Dataset rows on where objects appear:
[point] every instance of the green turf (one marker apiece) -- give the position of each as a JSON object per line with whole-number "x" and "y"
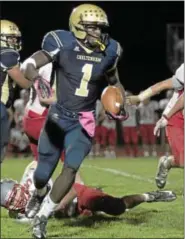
{"x": 117, "y": 177}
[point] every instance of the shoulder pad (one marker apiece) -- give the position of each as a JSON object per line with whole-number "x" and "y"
{"x": 9, "y": 58}
{"x": 114, "y": 48}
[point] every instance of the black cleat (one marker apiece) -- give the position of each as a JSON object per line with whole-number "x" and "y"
{"x": 34, "y": 203}
{"x": 39, "y": 227}
{"x": 161, "y": 196}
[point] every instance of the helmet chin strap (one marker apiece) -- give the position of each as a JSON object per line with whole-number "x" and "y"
{"x": 99, "y": 43}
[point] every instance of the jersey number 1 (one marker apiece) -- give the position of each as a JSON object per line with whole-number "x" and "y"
{"x": 87, "y": 72}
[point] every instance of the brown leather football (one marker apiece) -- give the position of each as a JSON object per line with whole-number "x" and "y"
{"x": 112, "y": 99}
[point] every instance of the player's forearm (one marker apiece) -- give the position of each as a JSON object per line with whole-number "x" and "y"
{"x": 113, "y": 79}
{"x": 156, "y": 89}
{"x": 16, "y": 75}
{"x": 179, "y": 105}
{"x": 32, "y": 64}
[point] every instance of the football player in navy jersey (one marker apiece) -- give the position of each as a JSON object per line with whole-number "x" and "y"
{"x": 83, "y": 56}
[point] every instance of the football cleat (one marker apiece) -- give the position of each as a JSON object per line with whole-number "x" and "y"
{"x": 39, "y": 227}
{"x": 34, "y": 203}
{"x": 161, "y": 196}
{"x": 162, "y": 172}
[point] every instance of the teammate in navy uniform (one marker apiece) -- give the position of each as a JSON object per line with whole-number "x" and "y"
{"x": 10, "y": 40}
{"x": 83, "y": 56}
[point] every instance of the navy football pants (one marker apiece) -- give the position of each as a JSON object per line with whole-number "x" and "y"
{"x": 62, "y": 131}
{"x": 4, "y": 130}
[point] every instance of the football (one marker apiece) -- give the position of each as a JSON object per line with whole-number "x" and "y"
{"x": 111, "y": 99}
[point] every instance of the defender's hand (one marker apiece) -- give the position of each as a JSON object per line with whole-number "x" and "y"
{"x": 123, "y": 115}
{"x": 43, "y": 87}
{"x": 132, "y": 100}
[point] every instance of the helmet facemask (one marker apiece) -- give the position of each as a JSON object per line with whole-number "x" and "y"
{"x": 96, "y": 36}
{"x": 11, "y": 41}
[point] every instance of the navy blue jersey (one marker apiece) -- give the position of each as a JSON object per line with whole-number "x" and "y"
{"x": 8, "y": 59}
{"x": 79, "y": 71}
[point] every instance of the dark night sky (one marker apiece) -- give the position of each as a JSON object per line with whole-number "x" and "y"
{"x": 140, "y": 27}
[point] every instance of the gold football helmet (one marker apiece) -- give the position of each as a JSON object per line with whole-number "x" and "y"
{"x": 10, "y": 35}
{"x": 84, "y": 15}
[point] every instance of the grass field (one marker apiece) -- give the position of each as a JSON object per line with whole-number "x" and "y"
{"x": 117, "y": 177}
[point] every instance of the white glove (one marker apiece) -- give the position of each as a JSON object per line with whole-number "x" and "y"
{"x": 161, "y": 123}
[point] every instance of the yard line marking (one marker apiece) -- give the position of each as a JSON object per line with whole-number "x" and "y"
{"x": 122, "y": 173}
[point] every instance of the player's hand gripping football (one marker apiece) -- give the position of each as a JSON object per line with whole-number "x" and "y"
{"x": 161, "y": 123}
{"x": 122, "y": 115}
{"x": 43, "y": 87}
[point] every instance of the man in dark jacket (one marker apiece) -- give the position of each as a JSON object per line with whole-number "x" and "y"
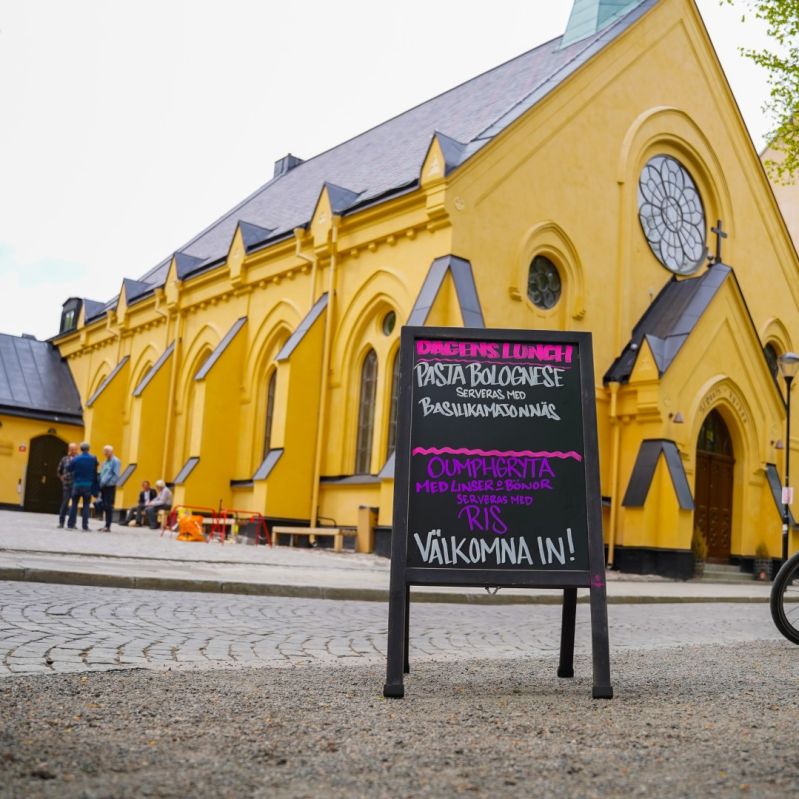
{"x": 65, "y": 476}
{"x": 145, "y": 495}
{"x": 84, "y": 483}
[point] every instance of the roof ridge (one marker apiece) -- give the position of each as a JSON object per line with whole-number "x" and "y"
{"x": 352, "y": 138}
{"x": 589, "y": 42}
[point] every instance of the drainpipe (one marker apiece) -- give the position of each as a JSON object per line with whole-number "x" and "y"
{"x": 169, "y": 433}
{"x": 326, "y": 347}
{"x": 614, "y": 473}
{"x": 312, "y": 260}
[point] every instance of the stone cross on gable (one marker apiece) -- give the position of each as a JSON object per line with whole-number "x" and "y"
{"x": 720, "y": 234}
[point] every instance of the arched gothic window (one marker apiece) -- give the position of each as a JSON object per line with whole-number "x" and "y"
{"x": 393, "y": 408}
{"x": 366, "y": 414}
{"x": 772, "y": 357}
{"x": 271, "y": 385}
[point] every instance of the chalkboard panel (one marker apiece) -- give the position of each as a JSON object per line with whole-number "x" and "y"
{"x": 496, "y": 475}
{"x": 497, "y": 462}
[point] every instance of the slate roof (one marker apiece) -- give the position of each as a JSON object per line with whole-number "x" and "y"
{"x": 35, "y": 382}
{"x": 387, "y": 159}
{"x": 668, "y": 321}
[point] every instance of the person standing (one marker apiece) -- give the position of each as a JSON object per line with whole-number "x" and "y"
{"x": 109, "y": 474}
{"x": 83, "y": 468}
{"x": 65, "y": 476}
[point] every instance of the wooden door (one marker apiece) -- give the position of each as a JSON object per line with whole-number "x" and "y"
{"x": 42, "y": 486}
{"x": 715, "y": 466}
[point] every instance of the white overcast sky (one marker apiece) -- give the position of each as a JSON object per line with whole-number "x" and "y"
{"x": 126, "y": 127}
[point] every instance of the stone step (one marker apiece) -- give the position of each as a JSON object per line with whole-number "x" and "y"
{"x": 724, "y": 577}
{"x": 722, "y": 568}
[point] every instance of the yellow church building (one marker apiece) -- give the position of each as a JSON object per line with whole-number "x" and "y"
{"x": 603, "y": 182}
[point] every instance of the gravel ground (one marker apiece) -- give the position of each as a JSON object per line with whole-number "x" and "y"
{"x": 705, "y": 721}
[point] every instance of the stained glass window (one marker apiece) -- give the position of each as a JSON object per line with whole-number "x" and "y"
{"x": 543, "y": 283}
{"x": 271, "y": 385}
{"x": 672, "y": 215}
{"x": 393, "y": 408}
{"x": 773, "y": 359}
{"x": 366, "y": 414}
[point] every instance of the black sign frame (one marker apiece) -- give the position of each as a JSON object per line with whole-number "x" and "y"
{"x": 404, "y": 576}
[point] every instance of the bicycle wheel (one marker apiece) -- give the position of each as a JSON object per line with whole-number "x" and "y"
{"x": 785, "y": 599}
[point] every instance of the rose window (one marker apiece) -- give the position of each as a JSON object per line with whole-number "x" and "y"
{"x": 672, "y": 215}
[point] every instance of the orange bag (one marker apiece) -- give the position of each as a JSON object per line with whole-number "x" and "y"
{"x": 190, "y": 528}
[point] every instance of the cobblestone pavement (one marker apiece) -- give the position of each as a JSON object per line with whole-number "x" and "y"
{"x": 60, "y": 628}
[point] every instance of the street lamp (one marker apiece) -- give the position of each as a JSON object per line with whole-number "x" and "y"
{"x": 789, "y": 366}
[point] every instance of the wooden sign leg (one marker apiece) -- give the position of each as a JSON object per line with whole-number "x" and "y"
{"x": 406, "y": 667}
{"x": 397, "y": 631}
{"x": 566, "y": 666}
{"x": 599, "y": 639}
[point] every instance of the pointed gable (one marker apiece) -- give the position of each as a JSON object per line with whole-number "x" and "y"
{"x": 252, "y": 235}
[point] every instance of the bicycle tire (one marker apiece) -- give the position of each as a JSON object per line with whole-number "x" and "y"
{"x": 787, "y": 583}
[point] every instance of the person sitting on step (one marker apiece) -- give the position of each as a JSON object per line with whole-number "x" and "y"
{"x": 162, "y": 501}
{"x": 136, "y": 515}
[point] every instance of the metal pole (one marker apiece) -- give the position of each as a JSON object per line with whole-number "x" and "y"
{"x": 786, "y": 517}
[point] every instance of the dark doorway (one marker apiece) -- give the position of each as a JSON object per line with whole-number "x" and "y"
{"x": 42, "y": 486}
{"x": 715, "y": 464}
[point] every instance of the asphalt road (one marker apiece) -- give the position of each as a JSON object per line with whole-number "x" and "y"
{"x": 705, "y": 705}
{"x": 60, "y": 628}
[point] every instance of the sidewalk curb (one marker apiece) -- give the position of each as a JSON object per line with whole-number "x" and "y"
{"x": 15, "y": 574}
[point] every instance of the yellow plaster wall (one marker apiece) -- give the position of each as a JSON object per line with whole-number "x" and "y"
{"x": 561, "y": 181}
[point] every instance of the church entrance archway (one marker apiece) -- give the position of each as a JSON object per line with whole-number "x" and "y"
{"x": 42, "y": 486}
{"x": 715, "y": 465}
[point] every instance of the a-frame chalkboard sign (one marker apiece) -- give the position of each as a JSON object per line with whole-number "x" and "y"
{"x": 496, "y": 479}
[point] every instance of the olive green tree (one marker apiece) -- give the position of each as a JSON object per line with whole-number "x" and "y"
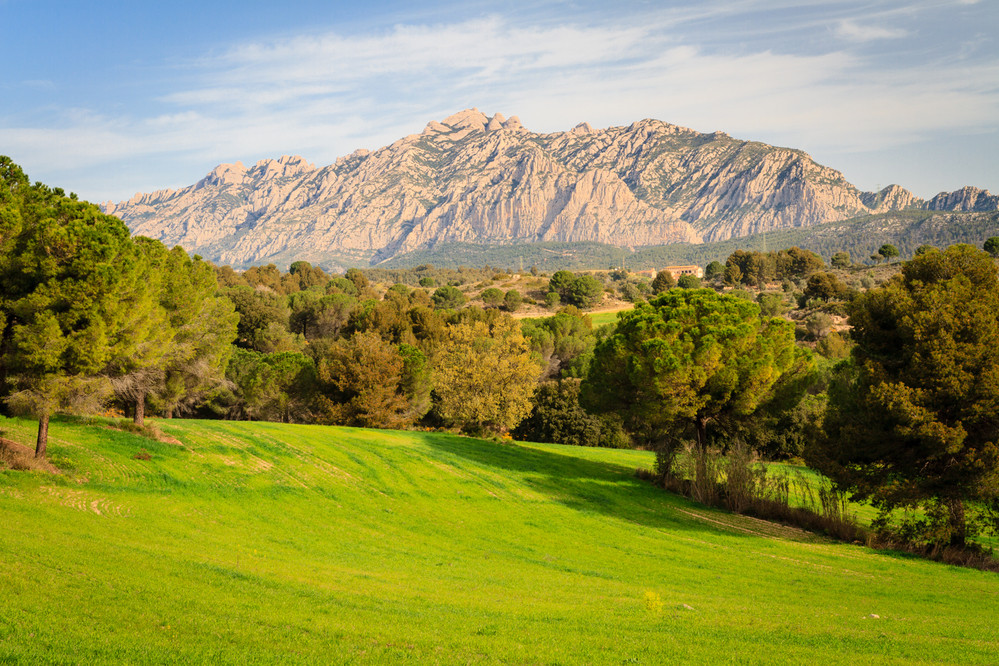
{"x": 485, "y": 375}
{"x": 913, "y": 421}
{"x": 684, "y": 359}
{"x": 64, "y": 267}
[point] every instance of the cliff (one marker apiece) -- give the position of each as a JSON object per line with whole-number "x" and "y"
{"x": 475, "y": 179}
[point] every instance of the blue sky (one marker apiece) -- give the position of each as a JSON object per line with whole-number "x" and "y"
{"x": 112, "y": 98}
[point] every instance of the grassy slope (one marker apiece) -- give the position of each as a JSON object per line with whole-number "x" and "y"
{"x": 267, "y": 542}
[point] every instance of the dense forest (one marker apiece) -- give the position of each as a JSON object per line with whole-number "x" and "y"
{"x": 885, "y": 378}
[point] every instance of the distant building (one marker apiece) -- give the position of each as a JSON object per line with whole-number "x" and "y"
{"x": 677, "y": 271}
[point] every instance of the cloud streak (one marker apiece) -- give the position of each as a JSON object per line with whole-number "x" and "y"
{"x": 324, "y": 94}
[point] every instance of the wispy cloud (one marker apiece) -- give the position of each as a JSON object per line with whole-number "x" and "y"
{"x": 866, "y": 33}
{"x": 323, "y": 94}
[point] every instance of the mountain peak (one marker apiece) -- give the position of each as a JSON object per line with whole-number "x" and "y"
{"x": 480, "y": 179}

▶ **Directions for this task**
Could you write out again every line of the records, from the one containing "[point] every instance of the distant" through the end, both included? Keep each request line as it is, and multiply every x and y coordinate in the answers by 0.8, rounding to whole numbers with halves going up.

▶ **Solved problem**
[point] every instance of the distant building (one marker apiece) -- give the position of each as a JSON object per line with whole-number "x" and "y"
{"x": 542, "y": 217}
[point] every instance of the cloud streak (one marker apiece) -- give the position of each as a JSON object per line with whole-number "x" and "y"
{"x": 259, "y": 75}
[point] every instance of the wispy cloud (one marker apiece) -- give the position of each as a JSON object per line with whole-number "x" and "y"
{"x": 693, "y": 26}
{"x": 258, "y": 75}
[point] every instance of the mountain peak (one marker apiece) -- give the position of each as a JSON object per line with whole-number "x" and "y"
{"x": 384, "y": 143}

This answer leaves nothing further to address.